--- start DATA EXTRACT ---

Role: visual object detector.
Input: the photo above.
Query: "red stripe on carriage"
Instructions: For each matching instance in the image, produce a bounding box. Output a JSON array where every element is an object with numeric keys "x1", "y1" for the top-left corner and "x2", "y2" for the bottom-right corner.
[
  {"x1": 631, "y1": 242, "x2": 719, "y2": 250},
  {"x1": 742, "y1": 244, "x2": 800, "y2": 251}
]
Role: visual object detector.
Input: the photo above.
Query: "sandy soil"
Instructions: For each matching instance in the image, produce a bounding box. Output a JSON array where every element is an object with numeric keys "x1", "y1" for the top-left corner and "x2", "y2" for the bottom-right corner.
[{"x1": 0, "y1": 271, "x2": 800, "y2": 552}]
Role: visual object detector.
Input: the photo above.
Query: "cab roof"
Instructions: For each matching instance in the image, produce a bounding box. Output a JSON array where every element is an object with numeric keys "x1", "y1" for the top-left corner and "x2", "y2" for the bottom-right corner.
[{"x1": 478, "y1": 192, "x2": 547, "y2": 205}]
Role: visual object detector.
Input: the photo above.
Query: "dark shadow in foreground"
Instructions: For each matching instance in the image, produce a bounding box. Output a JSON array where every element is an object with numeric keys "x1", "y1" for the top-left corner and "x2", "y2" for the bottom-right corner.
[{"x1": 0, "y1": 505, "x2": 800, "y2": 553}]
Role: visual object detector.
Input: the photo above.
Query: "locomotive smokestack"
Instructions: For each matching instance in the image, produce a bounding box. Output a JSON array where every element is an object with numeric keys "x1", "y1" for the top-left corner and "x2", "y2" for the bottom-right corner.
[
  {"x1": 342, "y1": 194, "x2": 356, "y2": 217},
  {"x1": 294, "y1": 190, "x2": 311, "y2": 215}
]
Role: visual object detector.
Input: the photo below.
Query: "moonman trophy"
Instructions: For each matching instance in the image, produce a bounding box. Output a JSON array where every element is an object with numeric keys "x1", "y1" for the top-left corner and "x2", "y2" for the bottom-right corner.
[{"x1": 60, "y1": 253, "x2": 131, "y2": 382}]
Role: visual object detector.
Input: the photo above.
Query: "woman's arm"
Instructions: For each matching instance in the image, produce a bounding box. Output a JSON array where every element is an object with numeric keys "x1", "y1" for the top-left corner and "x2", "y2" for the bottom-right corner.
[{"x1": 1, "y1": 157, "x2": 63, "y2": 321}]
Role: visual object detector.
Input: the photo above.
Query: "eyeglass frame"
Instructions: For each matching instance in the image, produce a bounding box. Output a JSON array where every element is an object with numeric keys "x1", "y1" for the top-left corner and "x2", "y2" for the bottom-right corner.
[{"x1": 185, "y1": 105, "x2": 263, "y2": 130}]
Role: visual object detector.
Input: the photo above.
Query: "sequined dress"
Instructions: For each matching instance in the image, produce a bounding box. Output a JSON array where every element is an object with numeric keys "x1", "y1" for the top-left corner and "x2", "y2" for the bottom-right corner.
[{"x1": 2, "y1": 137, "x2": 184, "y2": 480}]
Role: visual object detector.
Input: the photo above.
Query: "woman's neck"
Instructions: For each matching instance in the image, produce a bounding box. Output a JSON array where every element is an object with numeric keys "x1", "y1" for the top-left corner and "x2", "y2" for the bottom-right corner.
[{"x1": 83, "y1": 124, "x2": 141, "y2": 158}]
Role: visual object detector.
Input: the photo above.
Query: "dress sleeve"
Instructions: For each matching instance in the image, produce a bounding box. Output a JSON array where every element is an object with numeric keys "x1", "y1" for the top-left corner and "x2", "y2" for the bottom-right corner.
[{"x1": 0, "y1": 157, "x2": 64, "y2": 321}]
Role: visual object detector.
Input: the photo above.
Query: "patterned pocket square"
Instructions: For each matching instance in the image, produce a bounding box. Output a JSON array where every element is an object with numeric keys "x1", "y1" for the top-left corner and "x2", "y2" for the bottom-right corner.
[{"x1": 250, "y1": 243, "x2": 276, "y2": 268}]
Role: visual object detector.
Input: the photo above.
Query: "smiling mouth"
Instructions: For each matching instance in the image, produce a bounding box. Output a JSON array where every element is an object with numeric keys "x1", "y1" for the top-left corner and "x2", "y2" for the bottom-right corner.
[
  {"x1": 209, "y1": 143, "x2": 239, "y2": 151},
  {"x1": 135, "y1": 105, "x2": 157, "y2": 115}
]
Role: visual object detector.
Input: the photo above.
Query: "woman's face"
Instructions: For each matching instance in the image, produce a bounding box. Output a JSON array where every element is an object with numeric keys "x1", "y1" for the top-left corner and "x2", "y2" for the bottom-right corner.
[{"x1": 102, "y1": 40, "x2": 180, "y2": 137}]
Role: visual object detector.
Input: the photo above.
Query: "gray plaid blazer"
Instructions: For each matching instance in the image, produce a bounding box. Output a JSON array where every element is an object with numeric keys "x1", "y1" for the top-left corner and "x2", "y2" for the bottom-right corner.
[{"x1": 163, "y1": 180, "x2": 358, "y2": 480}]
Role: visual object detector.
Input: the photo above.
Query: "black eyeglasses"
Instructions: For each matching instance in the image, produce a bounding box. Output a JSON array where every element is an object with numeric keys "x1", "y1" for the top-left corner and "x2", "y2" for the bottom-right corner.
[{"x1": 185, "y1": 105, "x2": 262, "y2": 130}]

--- end DATA EXTRACT ---

* TASK DETAILS
Count the lines in the entries that contain the string "dress", and reply with only that number.

* RESPONSE TO THIS TASK
2